__Exercise text__

On their road to the final were three trips to Germany. Firstly, they dispatched Schalke 04 (9-2 agg.), before a trip to the team that had knocked them out the year before: Borussia Dortmund. While Madrid won the home leg convincingly (3-0), the return leg at Westfalenstadion was much closer in a 2-0 loss. In the semi-finals, Real had to face the previous year’s champions Bayern Munich. Initially touted as a clash of titans, Madrid would make light work of their opponents, managed by Pep Guardiola during his inaugural season in Germany. Bayern lost by a slim margin (1-0) away at the Santiago Bernabéu in the first leg, but were humbled at home 4-0. 

Real Madrid were not only expected to win the prestigious competition, but also there was great pressure on their shoulders to do so. Since 2002, Los Merengues not only appointed 11 different head coaches, but they had also spent more than €1 billion on new players. They even broke the transfer record twice, signing Ronaldo in 2009 for a then-record fee, followed by Gareth Bale for €101m in the summer of 2013. That period saw El Clásico rivals Barcelona win the competition three times; a Real Madrid resurgence was well overdue. 

For Atlético, many expected them merely to put up a decent fight. It was clear that they had earnt their place in the final, but Simeone’s men were clear underdogs. Even so, such a notion meant that the final was Real’s to lose, and such a mentality lent itself well to Atléti. Against Real’s possession-based approach, they would be free to play their opponents at their own counter-attacking game. To this, of course, Simeone would add dashes of simulation and cynical fouling. 

His men had already exceeded expectations that season, and the Champions League final was yet another opportunity to play out the heroic story of David and Goliath. But during the match, their grit and determination would be tested early on, as Simeone would be forced into a ninth-minute substitution. Diego Costa went down, unable to shake off a hamstring injury picked up on the last day of the season, for which he underwent horse placenta treatment in Serbia. He was Atlético’s figurehead, and his early departure might have given his side a reason to stop believing. Nonetheless, it was Atlético who controlled the first half, and a calamitous error in the box for veteran goalkeeper Iker Casillas would gift them an early lead ten minutes before half-time.

__To do__
Continue the passage on the 2014 Champions League final between Real Madrid and Atlético, starting right after its last sentence.

__Exercise data__
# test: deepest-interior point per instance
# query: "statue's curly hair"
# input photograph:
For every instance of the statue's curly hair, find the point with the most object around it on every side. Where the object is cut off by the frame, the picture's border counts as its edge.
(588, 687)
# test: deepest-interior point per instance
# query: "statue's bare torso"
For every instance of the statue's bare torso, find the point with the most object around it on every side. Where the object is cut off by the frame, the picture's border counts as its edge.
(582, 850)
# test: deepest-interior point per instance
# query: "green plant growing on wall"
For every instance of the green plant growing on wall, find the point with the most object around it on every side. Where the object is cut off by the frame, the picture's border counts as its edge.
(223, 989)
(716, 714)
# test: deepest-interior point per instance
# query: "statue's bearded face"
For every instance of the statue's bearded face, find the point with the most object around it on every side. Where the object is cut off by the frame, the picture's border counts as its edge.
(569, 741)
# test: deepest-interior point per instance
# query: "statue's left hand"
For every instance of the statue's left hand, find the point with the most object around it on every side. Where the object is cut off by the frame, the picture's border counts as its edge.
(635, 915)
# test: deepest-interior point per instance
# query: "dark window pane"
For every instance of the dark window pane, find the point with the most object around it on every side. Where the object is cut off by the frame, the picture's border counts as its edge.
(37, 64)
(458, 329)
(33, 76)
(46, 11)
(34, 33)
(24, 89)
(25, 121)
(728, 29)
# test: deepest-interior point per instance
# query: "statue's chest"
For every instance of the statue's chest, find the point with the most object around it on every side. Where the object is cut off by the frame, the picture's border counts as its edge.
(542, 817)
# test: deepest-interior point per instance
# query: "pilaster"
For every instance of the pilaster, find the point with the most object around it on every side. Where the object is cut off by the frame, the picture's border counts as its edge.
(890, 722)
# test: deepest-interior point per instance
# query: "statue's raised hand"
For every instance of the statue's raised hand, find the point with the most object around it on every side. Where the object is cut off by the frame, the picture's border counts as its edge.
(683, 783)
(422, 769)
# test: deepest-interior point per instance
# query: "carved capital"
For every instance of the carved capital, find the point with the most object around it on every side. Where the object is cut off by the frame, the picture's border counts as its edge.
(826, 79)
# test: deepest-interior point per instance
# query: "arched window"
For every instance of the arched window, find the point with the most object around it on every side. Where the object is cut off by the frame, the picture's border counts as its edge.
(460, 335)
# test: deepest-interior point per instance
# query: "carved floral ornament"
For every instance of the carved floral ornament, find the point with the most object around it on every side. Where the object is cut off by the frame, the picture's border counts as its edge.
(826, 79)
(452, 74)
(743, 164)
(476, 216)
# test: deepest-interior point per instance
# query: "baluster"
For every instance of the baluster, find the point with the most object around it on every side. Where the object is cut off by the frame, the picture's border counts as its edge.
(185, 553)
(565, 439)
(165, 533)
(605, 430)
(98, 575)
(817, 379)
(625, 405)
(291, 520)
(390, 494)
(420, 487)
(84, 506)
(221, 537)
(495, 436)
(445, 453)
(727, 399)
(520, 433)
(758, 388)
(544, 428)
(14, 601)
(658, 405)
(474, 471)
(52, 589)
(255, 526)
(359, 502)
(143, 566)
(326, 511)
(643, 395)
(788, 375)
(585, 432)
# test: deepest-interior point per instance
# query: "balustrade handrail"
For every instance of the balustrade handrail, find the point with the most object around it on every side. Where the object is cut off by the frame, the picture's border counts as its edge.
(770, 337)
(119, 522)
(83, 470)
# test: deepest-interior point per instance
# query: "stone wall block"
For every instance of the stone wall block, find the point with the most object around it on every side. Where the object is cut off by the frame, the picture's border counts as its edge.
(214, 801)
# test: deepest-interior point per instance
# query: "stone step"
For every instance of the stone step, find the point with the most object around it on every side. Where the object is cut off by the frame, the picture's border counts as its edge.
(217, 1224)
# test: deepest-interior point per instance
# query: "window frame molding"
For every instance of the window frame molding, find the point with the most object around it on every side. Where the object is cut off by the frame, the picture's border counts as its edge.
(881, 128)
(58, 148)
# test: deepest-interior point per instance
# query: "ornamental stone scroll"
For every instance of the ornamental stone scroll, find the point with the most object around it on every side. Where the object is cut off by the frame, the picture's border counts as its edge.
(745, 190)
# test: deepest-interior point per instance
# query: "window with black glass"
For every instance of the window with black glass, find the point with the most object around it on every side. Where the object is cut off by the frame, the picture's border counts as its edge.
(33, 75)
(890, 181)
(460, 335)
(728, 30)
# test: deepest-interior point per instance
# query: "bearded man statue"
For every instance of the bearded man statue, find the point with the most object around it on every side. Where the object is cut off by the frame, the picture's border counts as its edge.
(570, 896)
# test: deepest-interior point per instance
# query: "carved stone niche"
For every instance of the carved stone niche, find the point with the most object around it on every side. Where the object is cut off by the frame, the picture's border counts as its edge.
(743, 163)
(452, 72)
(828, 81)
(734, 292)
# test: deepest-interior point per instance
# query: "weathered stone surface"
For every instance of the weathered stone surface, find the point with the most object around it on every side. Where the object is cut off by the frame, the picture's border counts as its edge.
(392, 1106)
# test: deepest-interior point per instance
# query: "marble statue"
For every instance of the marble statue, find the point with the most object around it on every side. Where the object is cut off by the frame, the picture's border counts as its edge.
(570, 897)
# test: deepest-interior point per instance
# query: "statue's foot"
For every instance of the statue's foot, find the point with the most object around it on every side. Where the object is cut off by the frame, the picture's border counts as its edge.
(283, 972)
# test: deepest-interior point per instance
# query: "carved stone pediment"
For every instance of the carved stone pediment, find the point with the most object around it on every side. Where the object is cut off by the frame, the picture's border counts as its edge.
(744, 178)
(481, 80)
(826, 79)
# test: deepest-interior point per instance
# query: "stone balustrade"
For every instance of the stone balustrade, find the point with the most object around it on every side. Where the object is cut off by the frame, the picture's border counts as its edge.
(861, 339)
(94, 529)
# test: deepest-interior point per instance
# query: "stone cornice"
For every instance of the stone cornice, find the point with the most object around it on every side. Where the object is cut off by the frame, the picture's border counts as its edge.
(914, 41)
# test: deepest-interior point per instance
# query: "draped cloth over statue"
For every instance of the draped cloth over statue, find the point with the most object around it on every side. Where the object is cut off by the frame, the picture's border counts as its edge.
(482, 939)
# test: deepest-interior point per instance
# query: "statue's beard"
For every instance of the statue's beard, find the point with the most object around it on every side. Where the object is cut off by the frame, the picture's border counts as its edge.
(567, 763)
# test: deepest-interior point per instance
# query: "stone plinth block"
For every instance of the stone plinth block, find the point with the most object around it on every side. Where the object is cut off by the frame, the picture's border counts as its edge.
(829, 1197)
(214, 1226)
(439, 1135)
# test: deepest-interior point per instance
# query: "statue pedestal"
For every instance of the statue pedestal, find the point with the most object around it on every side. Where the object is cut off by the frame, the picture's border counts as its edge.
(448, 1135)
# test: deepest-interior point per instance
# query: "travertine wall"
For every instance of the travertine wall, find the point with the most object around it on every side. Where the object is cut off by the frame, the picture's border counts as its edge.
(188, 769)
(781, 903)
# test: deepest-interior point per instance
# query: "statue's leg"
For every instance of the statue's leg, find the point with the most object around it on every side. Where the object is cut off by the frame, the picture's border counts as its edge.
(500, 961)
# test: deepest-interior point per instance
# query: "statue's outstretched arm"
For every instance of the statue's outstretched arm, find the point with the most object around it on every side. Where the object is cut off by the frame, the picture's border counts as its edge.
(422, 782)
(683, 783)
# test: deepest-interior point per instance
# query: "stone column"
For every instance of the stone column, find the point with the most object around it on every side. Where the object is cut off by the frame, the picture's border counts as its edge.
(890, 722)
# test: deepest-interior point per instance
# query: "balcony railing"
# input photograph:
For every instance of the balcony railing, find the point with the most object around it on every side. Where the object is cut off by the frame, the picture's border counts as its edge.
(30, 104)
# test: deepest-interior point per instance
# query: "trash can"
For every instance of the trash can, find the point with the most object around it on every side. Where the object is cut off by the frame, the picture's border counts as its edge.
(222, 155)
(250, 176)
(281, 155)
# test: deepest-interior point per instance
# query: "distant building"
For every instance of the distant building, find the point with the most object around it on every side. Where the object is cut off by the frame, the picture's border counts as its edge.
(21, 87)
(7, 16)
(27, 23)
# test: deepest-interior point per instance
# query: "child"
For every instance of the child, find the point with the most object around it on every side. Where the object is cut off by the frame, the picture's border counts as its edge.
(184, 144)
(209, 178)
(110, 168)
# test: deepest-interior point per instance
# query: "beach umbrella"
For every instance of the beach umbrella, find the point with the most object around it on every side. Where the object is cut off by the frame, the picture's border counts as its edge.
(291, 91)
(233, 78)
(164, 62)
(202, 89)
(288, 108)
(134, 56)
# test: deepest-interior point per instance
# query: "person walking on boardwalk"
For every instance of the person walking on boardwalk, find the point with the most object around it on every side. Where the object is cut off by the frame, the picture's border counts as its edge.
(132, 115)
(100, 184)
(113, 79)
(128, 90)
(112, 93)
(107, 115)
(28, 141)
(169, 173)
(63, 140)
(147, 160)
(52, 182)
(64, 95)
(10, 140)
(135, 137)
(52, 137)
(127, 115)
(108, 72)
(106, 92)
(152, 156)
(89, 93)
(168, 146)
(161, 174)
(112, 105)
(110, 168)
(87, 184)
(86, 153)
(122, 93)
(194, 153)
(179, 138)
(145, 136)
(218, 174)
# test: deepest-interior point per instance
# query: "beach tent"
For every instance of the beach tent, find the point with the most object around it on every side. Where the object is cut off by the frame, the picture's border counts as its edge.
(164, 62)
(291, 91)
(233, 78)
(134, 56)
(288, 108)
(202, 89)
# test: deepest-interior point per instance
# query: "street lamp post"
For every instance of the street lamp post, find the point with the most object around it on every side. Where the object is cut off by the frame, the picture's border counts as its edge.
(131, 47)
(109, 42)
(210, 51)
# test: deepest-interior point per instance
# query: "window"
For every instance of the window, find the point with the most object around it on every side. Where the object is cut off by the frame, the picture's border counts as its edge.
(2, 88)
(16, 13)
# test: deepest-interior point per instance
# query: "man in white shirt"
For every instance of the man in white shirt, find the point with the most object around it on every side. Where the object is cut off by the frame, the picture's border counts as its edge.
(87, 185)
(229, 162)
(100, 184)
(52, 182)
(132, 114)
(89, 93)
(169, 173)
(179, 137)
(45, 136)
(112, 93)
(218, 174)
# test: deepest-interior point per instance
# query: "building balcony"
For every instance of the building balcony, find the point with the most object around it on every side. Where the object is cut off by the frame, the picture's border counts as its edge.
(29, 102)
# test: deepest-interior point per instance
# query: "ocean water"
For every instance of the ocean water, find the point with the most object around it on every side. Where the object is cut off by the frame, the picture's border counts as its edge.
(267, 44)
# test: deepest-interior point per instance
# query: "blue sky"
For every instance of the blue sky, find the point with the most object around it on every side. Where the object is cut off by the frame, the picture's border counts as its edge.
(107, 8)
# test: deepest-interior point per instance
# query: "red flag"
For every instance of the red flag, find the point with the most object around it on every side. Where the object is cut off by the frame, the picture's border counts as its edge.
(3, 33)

__Result below__
The second half waned in favour of Atléti, who were more than willing to play the clock down as Real struggled to make clear-cut chances. Many opportunities for Real culminated in tactical fouls by Atléti, who would go on to pick up seven yellow cards to Real’s five. No other final had ever included so many bookings, and tensions were high. 

Then, with five minutes of injury time added on, disaster struck for Atléti as a Sergio Ramos header would hit the back of the net from a corner. Extra time beckoned. 

After the restart, Real continued to pile on the pressure, but struggled to break the deadlock. Then in the second half of extra time, a slaloming run from Ángel Di María left him one-on-one with Thibault Courtois, who could only parry the Argentinian’s shot into the path of a well-placed Gareth Bale, who would head home to put Real Madrid in front for the first time in the match. 

Eight minutes later, Marcelo would permeate Atlético’s tired defensive core and take a low shot, which took the Belgian keeper and his 6’7 frame by surprise. Capitulation for Simeone’s side, and a result that would be rather insulting to their performance. 

But there was a sting in the tail, as just two minutes later Ronaldo was bundled over in the box by a clumsy Gabi. He had been quiet for most of the match, but it was with the last kick of the game that the 29-year-old would make his presence known. He scored the penalty and removed his shirt in what is now one of his most iconic celebrations. 

The 2014 UCL saw Real Madrid crowned champions for a record tenth time, and for some in white, this UCL trophy would be the first of many. Only Iker Casillas and Cristiano Ronaldo had previously won the competition. It would also be the last final before the passing of Madrid legend Alfredo Di Stéfano, who died just over one month later at the age of 88. A month or so later, Germany would win the 2014 World Cup in Rio. The one player to win both the World Cup and that season’s Champions League? Sami Khedira.